● **What to do**:
[1] According to the passage on Duolingo's experimentation, how many experiments does the company often have running at the same time in a given week?
[2] Quote every sentence in the passage on Duolingo's experimentation that contains the plural word "experiments."
[3] Write the next part of the passage on Duolingo's experimentation, picking up right after its final sentence.

● **Extract provided**:
[start]

“Test everything.” This is one of the key operating principles that we follow at Duolingo in order to continuously improve the learning experience for our users. It means we rely heavily on experiments and data to help us make informed decisions about any updates or new features we launch.

Experimentation has always been core to how Duolingo operates. On a given week, it’s not uncommon for us to have a few hundred experiments running simultaneously. We conduct experiments for any changes we want to make to Duolingo – from seemingly small ones like updating a single button in the app to rolling out a major feature like Leaderboards.

Running as many experiments as we do all at once doesn’t come without caveats, though. A big one is determining how to best gather and synthesize the data points that emerge from each experiment, which in turn gives us a better understanding of which changes we should (or shouldn’t) make.

[end]

● **Dataset extract**:

[start]

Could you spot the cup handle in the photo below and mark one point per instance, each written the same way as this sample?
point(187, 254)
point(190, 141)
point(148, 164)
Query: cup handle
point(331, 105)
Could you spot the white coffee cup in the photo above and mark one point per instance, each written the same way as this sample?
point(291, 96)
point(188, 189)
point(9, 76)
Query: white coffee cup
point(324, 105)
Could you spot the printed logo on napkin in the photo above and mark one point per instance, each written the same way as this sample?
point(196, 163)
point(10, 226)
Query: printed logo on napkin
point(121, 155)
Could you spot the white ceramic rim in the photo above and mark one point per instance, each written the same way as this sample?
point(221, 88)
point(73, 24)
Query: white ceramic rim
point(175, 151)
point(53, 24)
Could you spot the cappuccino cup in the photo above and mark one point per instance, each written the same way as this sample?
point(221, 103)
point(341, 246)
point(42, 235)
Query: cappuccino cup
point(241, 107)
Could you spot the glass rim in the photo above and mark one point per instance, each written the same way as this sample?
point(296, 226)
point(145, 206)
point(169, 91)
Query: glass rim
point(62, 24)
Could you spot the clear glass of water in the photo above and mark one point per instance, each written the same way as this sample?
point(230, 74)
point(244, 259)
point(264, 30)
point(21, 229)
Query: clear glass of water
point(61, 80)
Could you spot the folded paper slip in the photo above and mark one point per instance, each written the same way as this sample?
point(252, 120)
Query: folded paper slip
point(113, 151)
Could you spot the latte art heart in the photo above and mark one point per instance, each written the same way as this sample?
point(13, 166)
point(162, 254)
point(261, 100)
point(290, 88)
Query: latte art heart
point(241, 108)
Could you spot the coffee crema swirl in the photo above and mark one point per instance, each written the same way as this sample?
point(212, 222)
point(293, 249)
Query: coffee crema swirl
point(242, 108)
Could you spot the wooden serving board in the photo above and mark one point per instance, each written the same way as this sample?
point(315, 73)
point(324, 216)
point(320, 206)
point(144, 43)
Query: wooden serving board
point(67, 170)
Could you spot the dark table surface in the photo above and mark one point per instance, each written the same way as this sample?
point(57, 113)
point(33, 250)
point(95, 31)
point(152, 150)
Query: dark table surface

[end]

● **Answers to each task**:
[1] A few hundred.

[2]
- It means we rely heavily on experiments and data to help us make informed decisions about any updates or new features we launch.
- On a given week, it’s not uncommon for us to have a few hundred experiments running simultaneously.
- We conduct experiments for any changes we want to make to Duolingo – from seemingly small ones like updating a single button in the app to rolling out a major feature like Leaderboards.
- Running as many experiments as we do all at once doesn’t come without caveats, though.

[3]
To help solve for this, we developed an internal, company-wide experiments service that has been one of our secret weapons in helping us to constantly improve the Duolingo experience. Since launching this service three years ago (and updating it continuously since then), we have run over 2,000 experiments in total and released thousands of new or updated features.

Why and how do we run experiments?

Think of any feature that you’ve come across while using Duolingo. Animated skill icons? The result of an experiment. Adding five new leagues to the Leaderboard? Also the result of an experiment. The amount of tears that our owl mascot, Duo, cries in your inbox when you forget to do your lessons? You guessed it.

Every experiment we conduct provides us with valuable data and information that we use to continually improve the Duolingo experience for learners. Specifically, our experiments follow the A/B testing method, where a certain portion of learners are placed into an A group (the control group) while others are placed into a B group (the experiment group); the A group sees the current version of the product, while the B group sees the new or updated feature. Then, based on several metrics, whichever group seems to respond more positively indicates the version that we should move forward with for all learners. We use the A/B testing approach for two main reasons: 1) it helps us make data-driven product decisions, and 2) if a change doesn’t turn out as well as we had hoped, it gives us the opportunity to learn and iterate.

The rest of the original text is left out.